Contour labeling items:
══════════════════════════════

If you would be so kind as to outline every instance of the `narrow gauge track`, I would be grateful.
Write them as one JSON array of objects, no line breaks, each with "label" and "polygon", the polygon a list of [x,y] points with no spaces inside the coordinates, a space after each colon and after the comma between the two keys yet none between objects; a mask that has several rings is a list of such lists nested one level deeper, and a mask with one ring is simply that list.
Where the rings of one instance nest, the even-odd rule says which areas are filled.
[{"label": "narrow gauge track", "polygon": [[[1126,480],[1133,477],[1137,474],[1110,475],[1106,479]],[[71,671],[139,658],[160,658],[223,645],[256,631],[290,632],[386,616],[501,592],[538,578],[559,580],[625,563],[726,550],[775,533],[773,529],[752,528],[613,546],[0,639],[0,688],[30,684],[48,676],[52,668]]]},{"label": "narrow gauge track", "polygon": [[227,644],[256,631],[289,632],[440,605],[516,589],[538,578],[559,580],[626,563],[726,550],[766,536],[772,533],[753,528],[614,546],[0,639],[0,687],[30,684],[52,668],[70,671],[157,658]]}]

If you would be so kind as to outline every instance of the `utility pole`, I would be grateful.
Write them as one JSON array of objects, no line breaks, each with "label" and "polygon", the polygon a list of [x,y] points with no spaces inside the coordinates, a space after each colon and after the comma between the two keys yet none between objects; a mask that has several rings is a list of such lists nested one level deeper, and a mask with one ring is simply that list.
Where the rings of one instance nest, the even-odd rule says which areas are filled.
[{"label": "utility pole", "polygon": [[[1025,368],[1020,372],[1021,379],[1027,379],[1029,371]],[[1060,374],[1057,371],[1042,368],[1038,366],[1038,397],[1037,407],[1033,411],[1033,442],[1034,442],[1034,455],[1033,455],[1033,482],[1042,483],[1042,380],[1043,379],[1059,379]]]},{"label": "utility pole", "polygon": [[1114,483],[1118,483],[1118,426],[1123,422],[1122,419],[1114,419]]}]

══════════════════════════════

- Problem details: Retype the data in full and match it exactly.

- Result:
If you would be so kind as to outline every instance of the `narrow gauge track`, I would be grateful.
Write them as one JSON array of objects, no line breaks, each with "label" and "polygon", the polygon a list of [x,y] points with no spaces inside the coordinates, a space after each colon and after the comma between the two keys yet none between objects; a mask that has several rings is a list of such lists nested one level deeper, and a mask with one ring is simply that list.
Where the rings of one instance nest, the even-odd rule says which areas are filled.
[{"label": "narrow gauge track", "polygon": [[[1126,480],[1133,477],[1137,474],[1110,475],[1106,479]],[[71,671],[139,658],[160,658],[223,645],[256,631],[290,632],[386,616],[501,592],[538,578],[559,580],[625,563],[726,550],[775,533],[773,529],[752,528],[613,546],[0,639],[0,688],[30,684],[48,676],[52,668]]]},{"label": "narrow gauge track", "polygon": [[227,644],[256,631],[289,632],[440,605],[516,589],[538,578],[559,580],[626,563],[726,550],[766,536],[772,533],[753,528],[614,546],[0,639],[0,687],[30,684],[52,668],[70,671],[157,658]]}]

If you would be so kind as to outline every instance of the `utility pole`, I would be grateful.
Write them as one JSON array of objects, no line breaks, each with "label" and "polygon", the polygon a list of [x,y] points with no spaces inside the coordinates, a space after each colon and after the comma between the two keys yet none between objects; a mask that has several rings is a list of such lists nested one level deeper, and a mask with one ring is simply that list.
Where the rings of one instance nest, the even-odd rule says which areas are filled.
[{"label": "utility pole", "polygon": [[[1025,368],[1020,372],[1021,379],[1027,379],[1029,371]],[[1060,374],[1057,371],[1042,368],[1038,366],[1038,397],[1037,407],[1033,411],[1033,442],[1034,442],[1034,455],[1033,455],[1033,482],[1042,483],[1042,380],[1043,379],[1059,379]]]},{"label": "utility pole", "polygon": [[1114,483],[1118,483],[1118,426],[1123,422],[1122,419],[1114,419]]}]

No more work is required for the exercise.